◆ FRAGMENTO ◆
La verdadera naturaleza de lo que conocemos como muerte no es sólo una pregunta para los filósofos; los propios médicos y biólogos han tenido históricamente dificultades para definirla con precisión y, aún hoy, barajan diferentes significados del término.
A un nivel general, actualmente se suele entender la muerte como el cese irreversible de las funciones cardiorrespiratorias o de todas las funciones del encéfalo que resulta de la incapacidad del organismo para sostener la homeostasis (proceso por el que mantiene una condición interna estable). No obstante, existen algunos matices en función del contexto.
Historia de una definición
Hasta el siglo XX y durante éste, la muerte se entendía como el cese de la actividad cardíaca, los reflejos y la respiración. En principio, estos tres factores parecían darse en todos los casos, pero con el tiempo se demostró que eran insuficientes: muchas personas fueron inhumadas o quemadas en estado de catalepsia o vida latente, una condición en la que se dan estos requisitos pero que a diferencia de la muerte es reversible. El resultado es que se han encontrado ataúdes arañados desde el interior y se han registrado casos de gritos en los hornos crematorios, lo que da cuenta del horror que debieron encontrar estas personas al abandonar la catalepsia.

◆ Registros de datos ◆

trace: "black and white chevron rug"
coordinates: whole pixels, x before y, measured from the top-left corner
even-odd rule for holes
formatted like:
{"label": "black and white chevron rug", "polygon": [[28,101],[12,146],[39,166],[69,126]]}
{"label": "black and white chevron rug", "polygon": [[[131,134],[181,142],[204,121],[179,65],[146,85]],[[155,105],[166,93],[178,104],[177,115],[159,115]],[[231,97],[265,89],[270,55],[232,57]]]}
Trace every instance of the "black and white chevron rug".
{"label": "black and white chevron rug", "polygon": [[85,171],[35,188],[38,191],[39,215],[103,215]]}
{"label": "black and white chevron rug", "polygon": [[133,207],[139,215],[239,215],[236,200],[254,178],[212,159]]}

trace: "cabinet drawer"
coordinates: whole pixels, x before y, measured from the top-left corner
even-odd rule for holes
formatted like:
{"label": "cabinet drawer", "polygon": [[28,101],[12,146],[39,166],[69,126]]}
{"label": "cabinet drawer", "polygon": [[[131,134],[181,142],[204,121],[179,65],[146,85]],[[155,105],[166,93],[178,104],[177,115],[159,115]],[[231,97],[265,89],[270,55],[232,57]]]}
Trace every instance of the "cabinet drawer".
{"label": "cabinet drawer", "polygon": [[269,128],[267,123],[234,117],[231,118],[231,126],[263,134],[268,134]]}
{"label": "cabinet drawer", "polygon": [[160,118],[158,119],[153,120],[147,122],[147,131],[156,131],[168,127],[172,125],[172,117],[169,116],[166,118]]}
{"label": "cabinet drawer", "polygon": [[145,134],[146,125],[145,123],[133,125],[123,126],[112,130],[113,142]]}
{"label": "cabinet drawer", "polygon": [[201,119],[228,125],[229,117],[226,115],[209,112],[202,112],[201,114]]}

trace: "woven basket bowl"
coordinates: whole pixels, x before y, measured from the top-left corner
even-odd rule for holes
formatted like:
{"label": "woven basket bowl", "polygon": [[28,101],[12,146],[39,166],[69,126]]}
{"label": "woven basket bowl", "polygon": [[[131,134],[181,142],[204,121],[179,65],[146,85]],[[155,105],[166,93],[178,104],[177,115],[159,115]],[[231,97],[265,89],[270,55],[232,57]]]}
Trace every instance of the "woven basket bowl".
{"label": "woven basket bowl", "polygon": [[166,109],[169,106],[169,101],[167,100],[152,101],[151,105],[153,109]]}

◆ TAREA A RESOLVER ◆
Contesta estas preguntas sobre el texto acerca de la muerte:
1. ¿Qué es la homeostasis, según el texto?
2. Hasta el siglo XX, ¿qué tres cosas tenían que cesar para que se entendiera que una persona había muerto?
3. ¿En qué se diferencia la catalepsia de la muerte?

◆ RESPUESTA ◆
1. Es el proceso por el que el organismo mantiene una condición interna estable.
2. La actividad cardíaca, los reflejos y la respiración.
3. La catalepsia es reversible y la muerte no.